#### SET PROBLEM 1:
Summarize the upgrade guide below in two sentences.

#### PROVIDED PASSAGE:
===============
Skip to content

Upgrade guide

Conventions for upgrading Kneo Agent Platform (kneo-serv) between releases, plus version-specific notes when a release has breaking changes.

For the release process itself (gates, tagging, artifacts), see release_checklist.md. For the supported kneo_agent SDK range, see sdk_alignment.md.

Versioning

Kneo Agent Platform follows semantic versioning:

  • Patch (0.1.00.1.1): bug fixes; persistence schemas, route contracts, CLI commands, and env-var names do not change.
  • Minor (0.1.x0.2.0): additive changes. Persistence schemas may add new tables or columns with migrations; routes and CLI may add new surfaces. Existing surfaces remain available with the same shape unless the release notes call out an exception.
  • Major (0.x1.0): may remove or change surfaces. Read the release notes before upgrading; expect to update calling code.

The HTTP API is also versioned at the URL prefix (/v1); legacy unversioned routes remain available alongside /v1. See design.md § 13.

Standard upgrade procedure

  1. Read the release notes for every minor/major version between your current and target version. Patch upgrades only need the latest patch's notes. Notes for the current release are at release_notes_0.1.0.md.
  2. Pin the target version in your dependency manifest:
    kneo-serv[deploy]==X.Y.Z
    
  3. Stop traffic to the service (or drain via a load balancer). Background runs that are queued will be reclaimed by the worker after restart; in-flight runs that complete during the drain will record normally.
===============
#### SET PROBLEM 2:
Select every line of the records that contains the string "texture". Case counts.

(Object position labeling entries)
===============
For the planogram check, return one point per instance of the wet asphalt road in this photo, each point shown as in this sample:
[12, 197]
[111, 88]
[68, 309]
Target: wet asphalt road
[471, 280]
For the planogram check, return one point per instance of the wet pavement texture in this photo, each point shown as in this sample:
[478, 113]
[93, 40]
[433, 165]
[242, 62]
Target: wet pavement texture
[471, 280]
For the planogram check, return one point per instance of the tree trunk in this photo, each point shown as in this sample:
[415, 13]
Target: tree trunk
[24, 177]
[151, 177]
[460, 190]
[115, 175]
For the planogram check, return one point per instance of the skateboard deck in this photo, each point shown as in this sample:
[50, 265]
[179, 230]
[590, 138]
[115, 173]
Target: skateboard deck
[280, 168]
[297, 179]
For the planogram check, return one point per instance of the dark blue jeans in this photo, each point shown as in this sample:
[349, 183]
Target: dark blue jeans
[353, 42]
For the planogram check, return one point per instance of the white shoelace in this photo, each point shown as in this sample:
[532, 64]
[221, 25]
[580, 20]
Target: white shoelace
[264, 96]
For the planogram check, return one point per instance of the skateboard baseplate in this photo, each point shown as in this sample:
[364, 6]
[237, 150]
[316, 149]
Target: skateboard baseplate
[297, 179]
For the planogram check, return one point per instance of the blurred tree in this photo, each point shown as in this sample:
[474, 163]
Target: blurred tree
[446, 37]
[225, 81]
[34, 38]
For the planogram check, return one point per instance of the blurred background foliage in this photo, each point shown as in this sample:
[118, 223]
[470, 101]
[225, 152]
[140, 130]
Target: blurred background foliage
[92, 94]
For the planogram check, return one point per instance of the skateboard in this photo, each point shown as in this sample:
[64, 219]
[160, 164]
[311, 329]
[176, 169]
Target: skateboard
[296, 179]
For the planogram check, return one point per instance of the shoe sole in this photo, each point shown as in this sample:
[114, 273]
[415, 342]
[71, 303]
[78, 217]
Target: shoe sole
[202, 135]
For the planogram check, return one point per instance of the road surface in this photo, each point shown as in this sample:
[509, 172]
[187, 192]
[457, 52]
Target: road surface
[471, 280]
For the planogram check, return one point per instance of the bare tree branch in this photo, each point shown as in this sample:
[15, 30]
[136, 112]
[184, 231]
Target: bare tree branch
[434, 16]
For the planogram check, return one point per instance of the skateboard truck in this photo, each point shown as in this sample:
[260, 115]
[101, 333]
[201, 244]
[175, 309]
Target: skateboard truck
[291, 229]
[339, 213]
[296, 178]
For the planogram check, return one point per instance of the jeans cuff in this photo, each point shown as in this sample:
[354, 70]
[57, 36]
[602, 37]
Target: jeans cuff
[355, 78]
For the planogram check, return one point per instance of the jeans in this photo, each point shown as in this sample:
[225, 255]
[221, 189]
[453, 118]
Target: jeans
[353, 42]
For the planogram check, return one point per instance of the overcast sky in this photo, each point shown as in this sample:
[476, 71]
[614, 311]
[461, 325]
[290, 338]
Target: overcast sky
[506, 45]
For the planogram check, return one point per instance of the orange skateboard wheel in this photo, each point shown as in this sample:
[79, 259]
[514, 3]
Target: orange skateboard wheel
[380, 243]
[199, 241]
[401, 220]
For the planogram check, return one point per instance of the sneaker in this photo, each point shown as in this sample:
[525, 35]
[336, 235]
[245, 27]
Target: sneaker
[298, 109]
===============
#### EXPECTED OUTPUT 1:
The upgrade guide gives conventions for upgrading Kneo Agent Platform (kneo-serv) between releases, which follow semantic versioning: patch releases bring bug fixes, minor releases bring additive changes, and major releases may remove or change surfaces. The standard procedure is to read the release notes for each minor or major version between the current and target versions, pin the target version in the dependency manifest, and stop or drain traffic to the service.

#### EXPECTED OUTPUT 2:
For the planogram check, return one point per instance of the wet pavement texture in this photo, each point shown as in this sample:
Target: wet pavement texture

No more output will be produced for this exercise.